### Task instructions
[1] Reproduce the stretch of the article on buying cannabis from "So if you’re" through "and special offers." word for word.
[2] Which two websites does the article on buying cannabis suggest for learning about the marijuana strains available in your area?

### Passage shown

.....

7 Smart Ways to Navigate Buying Bud
By Niki Ford
Let’s tip the needle from nervous to excited. Even with the ongoing legalization of medical and recreational cannabis, the stigma of purchasing still prevails.
So if you’re a wary first-timer, let’s clear the smoke for a fearless shopping and edible-making experience. Though laws vary from state to state, these seven pointers apply to most dispensary outings.
1. Do your homework
To start your adventure, check out websites, such as leafly.com and weedmaps.com, to learn about strains of marijuana available for purchase in your area. Some dispensaries even deliver. These sites also offer dispensary ratings compiled by users. The reviews link to dispensary websites, where you can read about cannabinoid levels, pricing and special offers.

.....

### The data
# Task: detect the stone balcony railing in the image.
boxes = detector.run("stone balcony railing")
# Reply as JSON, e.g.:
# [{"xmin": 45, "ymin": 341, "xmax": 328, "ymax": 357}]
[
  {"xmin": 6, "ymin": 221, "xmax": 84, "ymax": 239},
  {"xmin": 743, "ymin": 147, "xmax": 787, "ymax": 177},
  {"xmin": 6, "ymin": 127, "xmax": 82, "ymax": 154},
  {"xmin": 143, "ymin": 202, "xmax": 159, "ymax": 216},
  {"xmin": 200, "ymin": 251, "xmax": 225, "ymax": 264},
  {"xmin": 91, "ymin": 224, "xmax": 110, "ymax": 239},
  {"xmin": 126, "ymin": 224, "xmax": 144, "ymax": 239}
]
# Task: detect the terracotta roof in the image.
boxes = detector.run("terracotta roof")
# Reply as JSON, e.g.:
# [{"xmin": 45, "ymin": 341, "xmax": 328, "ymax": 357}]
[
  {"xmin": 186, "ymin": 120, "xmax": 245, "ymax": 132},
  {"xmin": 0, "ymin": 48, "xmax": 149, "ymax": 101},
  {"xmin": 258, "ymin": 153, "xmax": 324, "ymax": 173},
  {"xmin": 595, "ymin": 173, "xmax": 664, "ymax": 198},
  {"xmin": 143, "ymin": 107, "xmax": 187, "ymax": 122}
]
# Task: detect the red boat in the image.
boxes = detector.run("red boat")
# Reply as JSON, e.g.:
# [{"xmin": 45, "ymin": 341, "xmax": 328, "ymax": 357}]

.....

### Exercise responses
[1]
So if you’re a wary first-timer, let’s clear the smoke for a fearless shopping and edible-making experience. Though laws vary from state to state, these seven pointers apply to most dispensary outings.
1. Do your homework
To start your adventure, check out websites, such as leafly.com and weedmaps.com, to learn about strains of marijuana available for purchase in your area. Some dispensaries even deliver. These sites also offer dispensary ratings compiled by users. The reviews link to dispensary websites, where you can read about cannabinoid levels, pricing and special offers.

[2] leafly.com and weedmaps.com